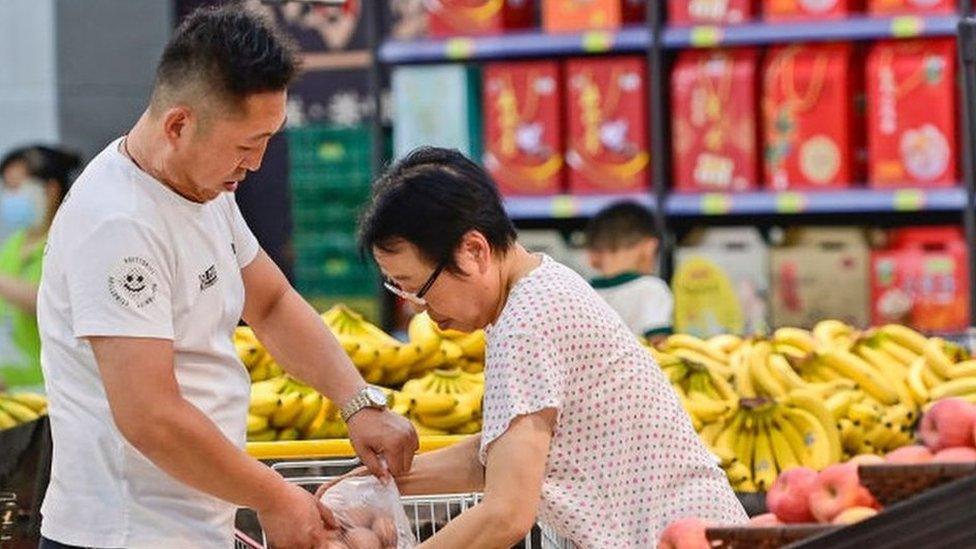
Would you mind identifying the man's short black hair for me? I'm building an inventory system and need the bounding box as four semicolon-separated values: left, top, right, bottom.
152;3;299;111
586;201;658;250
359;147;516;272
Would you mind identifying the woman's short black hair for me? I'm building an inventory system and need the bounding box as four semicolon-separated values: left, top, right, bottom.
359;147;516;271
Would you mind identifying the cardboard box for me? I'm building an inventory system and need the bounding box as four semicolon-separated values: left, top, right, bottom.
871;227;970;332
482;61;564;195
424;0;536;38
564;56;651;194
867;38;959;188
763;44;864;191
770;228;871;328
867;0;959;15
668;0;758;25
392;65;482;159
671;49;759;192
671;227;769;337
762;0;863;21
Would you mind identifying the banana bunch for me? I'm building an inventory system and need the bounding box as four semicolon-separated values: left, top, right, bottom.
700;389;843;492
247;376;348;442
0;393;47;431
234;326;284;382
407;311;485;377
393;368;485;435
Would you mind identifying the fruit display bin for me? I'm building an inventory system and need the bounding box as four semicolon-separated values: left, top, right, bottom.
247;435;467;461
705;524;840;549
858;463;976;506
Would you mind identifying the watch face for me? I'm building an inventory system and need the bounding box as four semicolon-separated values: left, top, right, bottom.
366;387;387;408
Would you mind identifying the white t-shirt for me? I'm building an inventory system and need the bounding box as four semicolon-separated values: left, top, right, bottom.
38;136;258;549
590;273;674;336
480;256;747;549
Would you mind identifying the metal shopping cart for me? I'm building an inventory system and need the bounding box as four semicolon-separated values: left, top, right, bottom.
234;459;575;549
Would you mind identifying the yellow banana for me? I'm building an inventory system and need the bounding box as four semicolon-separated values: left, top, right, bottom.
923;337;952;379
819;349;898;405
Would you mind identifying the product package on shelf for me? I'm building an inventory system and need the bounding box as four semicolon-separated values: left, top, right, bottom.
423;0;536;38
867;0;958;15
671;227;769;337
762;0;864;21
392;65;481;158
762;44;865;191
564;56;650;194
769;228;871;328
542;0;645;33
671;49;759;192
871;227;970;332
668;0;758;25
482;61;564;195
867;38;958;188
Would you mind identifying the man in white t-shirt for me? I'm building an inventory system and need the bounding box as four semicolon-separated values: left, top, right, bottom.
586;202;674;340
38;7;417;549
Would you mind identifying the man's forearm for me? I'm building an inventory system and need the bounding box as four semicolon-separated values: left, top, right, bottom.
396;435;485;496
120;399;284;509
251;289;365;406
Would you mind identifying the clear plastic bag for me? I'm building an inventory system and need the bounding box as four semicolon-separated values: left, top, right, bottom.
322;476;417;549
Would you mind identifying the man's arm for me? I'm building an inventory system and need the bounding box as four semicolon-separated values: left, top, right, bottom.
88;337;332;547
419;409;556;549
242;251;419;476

...

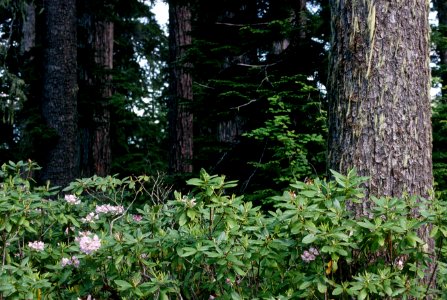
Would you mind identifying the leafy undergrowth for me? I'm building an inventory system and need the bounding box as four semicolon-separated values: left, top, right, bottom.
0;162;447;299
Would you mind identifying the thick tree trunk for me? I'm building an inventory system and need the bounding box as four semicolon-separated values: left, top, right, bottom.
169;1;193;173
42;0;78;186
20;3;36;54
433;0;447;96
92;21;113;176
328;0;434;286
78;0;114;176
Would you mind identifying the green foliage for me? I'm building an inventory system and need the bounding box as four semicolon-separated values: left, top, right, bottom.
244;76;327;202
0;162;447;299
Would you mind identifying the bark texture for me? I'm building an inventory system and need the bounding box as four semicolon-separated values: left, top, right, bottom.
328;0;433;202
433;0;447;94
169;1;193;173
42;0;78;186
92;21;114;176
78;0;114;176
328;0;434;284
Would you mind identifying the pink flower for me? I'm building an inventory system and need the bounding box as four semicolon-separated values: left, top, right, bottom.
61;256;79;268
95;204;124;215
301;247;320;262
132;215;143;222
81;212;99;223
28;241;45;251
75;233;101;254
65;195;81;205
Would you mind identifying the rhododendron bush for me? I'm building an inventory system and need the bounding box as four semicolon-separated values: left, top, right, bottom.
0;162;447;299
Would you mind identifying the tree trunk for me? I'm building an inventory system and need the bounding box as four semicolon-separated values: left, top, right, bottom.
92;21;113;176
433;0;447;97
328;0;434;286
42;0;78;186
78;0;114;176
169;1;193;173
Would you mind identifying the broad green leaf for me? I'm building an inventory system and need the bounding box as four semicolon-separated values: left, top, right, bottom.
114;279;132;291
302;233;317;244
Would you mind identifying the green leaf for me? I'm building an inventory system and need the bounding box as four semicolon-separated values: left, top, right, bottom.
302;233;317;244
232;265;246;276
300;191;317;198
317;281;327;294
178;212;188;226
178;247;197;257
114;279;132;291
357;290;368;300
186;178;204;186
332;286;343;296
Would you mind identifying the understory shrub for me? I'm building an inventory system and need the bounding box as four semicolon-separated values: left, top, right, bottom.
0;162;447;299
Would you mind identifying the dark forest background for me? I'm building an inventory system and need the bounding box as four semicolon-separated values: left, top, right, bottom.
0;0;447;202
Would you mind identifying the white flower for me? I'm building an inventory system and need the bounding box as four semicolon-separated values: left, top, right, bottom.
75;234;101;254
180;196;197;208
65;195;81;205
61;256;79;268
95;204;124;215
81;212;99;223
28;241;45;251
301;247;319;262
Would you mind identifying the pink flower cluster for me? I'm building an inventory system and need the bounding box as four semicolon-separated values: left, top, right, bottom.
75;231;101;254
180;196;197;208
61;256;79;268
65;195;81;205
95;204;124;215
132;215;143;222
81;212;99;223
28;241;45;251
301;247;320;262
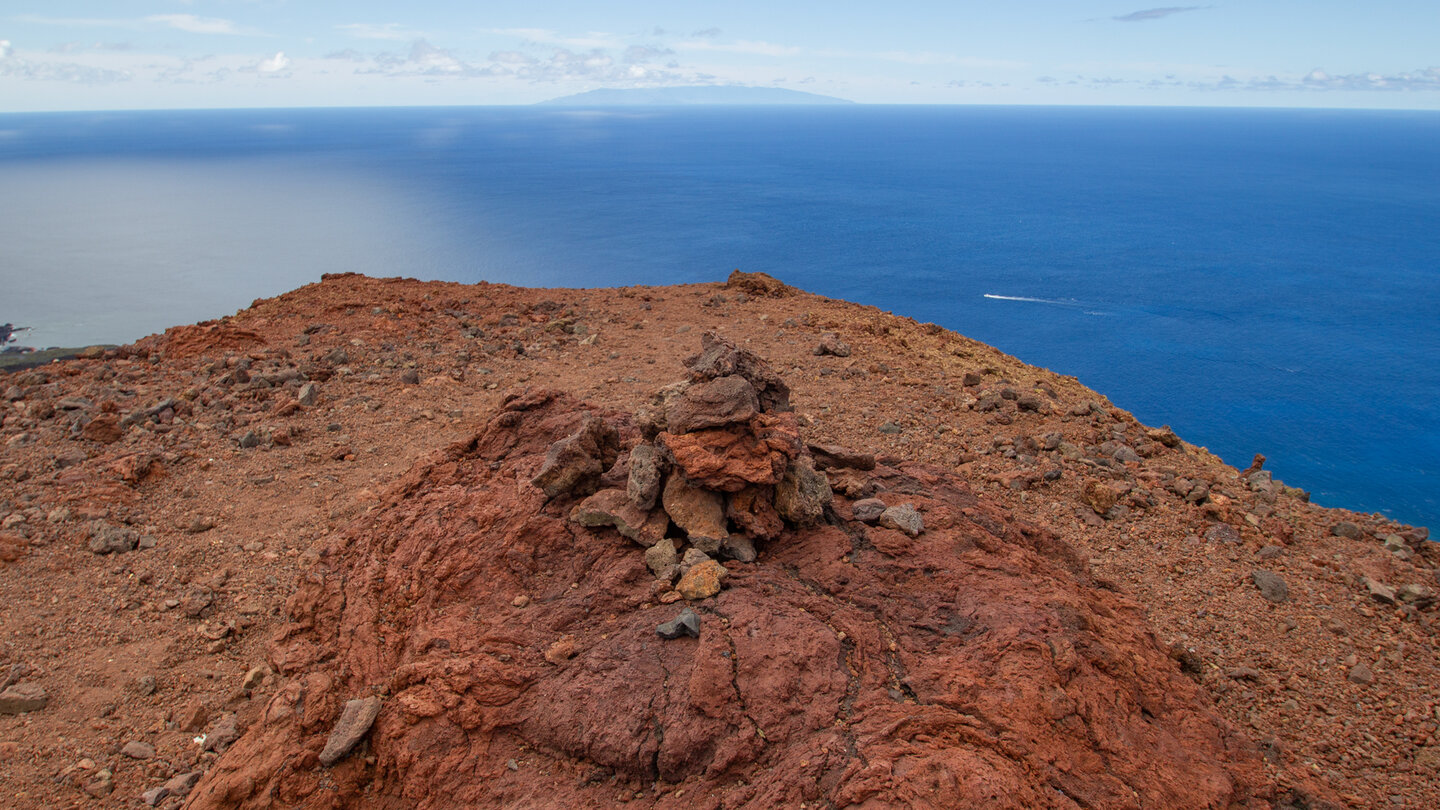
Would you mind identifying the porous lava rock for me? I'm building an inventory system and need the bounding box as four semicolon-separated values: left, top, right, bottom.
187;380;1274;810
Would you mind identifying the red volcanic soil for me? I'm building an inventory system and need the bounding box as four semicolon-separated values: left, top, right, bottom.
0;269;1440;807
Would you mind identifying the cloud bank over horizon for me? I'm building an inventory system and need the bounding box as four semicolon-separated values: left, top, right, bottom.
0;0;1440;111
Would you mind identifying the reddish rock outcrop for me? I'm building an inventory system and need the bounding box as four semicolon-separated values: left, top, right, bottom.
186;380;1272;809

▶ _PROBLEM_: Render the data as a Markdown table with the columns Row and Line, starting at the line containing "Would you mind identifying the green leaf" and ending at the line containing "332;286;343;296". Leave out any blank lines.

▶ _TASK RESULT_:
| Row | Line |
|---|---|
| 1 | Would you mind identifying the green leaf for me? I'm building an inventory system and need the bounding box as four semicolon-separated values: left, top, right, bottom. |
| 2 | 302;233;317;244 |
| 3 | 232;265;246;276 |
| 4 | 300;191;317;198 |
| 5 | 317;281;327;294 |
| 6 | 178;212;188;226 |
| 7 | 178;247;197;257 |
| 8 | 114;279;132;291 |
| 9 | 357;290;368;300 |
| 10 | 186;178;204;186 |
| 11 | 332;286;343;296 |